» Provided text:
● ● ●
While I’m already deep into the step outline for the second act, I’ve gone back briefly today to the first act, cleaning it up for delivery to the producer.
Going back? Say it isn’t so!
No, no — this “going back” isn’t like a retreat. It’s a good thing. And truly a step forward.
You see, there’s an interesting statement by William Goldman in his book Four Screenplays with Essays that inspired me to go back and polish up that Act I step outline before delivery. In his essay introducing the script Butch Cassidy and the Sundance Kid, he talks about how the standard screenplay format is so structurally counterintuitive to a good read, being loaded with conventions that almost seem designed to interrupt the narrative flow. Which, he explains, is why, “I try to make my screenplays as readable an experience as I can, for a good and greedy reason — I want the executives, who read them and who have the power to greenlight a flick, to say, ‘Hey, I can make money out of this.'”
How I’m applying that
Even though this step outline is mostly for me, the writer, to help me structure the story and test out the narrative flow before I invest so many more hours in the detailed structuring of the entire screenplay with all the dialogue, I figured that the rules change for the delivery. This outline will be, in two days, mostly for the producer, not me.
● ● ●
» Required tasks:
- A) According to the screenwriting post, in which book does William Goldman make the statement that prompted the writer to polish the Act I step outline?
- B) Please return the passage of the screenwriting post starting at "How I’m applying" and ending at "producer, not me.".
● ● ●
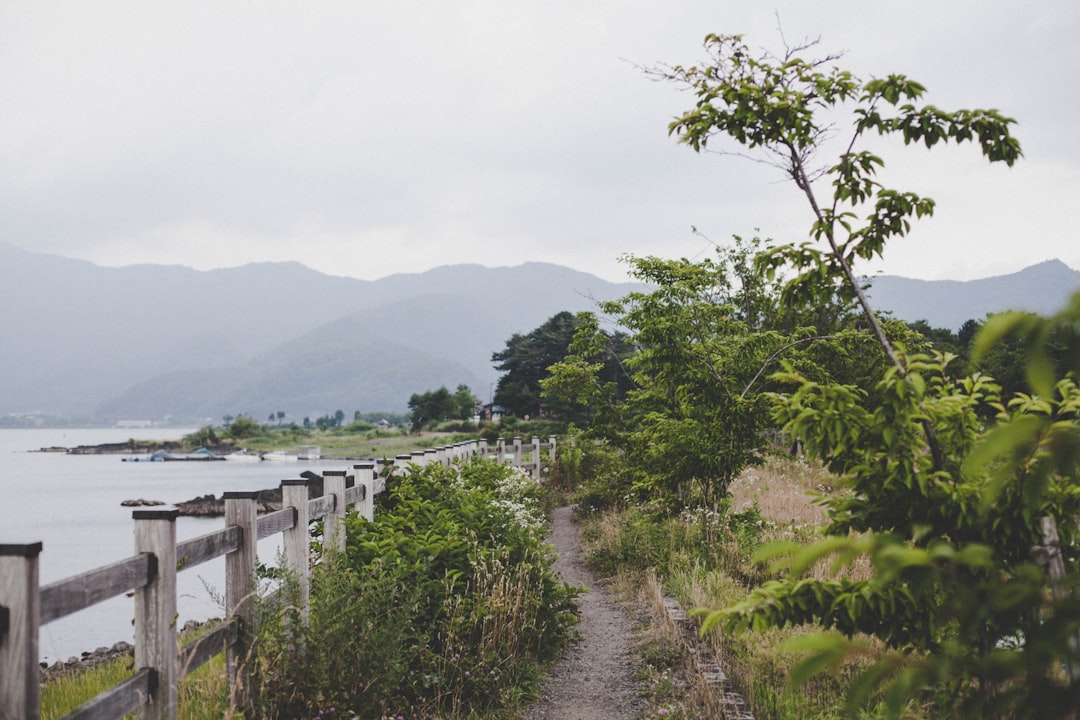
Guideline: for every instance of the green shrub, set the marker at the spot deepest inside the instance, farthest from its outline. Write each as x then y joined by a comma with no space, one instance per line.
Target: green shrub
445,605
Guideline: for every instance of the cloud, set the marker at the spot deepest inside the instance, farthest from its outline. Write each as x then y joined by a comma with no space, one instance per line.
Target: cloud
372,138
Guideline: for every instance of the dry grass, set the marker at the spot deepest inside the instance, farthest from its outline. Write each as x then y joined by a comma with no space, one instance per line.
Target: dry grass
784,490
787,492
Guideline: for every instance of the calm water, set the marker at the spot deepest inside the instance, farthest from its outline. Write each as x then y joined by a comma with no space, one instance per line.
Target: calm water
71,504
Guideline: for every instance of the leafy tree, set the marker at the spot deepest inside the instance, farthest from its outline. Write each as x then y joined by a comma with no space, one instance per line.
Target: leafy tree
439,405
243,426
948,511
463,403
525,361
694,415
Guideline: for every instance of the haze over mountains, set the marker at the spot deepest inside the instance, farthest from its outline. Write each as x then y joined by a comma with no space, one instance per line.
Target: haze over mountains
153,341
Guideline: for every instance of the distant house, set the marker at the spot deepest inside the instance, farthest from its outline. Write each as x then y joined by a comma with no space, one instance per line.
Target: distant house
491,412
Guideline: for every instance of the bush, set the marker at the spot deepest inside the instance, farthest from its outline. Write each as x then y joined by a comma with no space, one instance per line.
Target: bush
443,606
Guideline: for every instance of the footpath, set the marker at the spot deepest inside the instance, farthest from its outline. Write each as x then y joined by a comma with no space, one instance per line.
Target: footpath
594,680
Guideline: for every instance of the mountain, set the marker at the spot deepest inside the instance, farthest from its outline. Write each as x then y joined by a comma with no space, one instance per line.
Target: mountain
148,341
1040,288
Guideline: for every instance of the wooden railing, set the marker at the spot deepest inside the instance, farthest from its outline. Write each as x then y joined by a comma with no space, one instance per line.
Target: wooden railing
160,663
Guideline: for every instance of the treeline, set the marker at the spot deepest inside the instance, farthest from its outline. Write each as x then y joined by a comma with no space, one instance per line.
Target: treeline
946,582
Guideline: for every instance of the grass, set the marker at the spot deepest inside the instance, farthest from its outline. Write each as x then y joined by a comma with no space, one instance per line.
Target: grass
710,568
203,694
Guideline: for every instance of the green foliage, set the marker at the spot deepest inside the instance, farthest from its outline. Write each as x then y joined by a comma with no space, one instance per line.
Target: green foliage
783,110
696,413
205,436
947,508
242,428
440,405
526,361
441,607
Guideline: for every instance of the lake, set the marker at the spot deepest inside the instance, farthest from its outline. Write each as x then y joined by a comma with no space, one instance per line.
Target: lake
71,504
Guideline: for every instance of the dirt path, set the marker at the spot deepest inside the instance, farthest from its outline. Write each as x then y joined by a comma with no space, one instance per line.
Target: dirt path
● ● ●
» Exercise answers:
- A) Four Screenplays with Essays

- B)
How I’m applying that
Even though this step outline is mostly for me, the writer, to help me structure the story and test out the narrative flow before I invest so many more hours in the detailed structuring of the entire screenplay with all the dialogue, I figured that the rules change for the delivery. This outline will be, in two days, mostly for the producer, not me.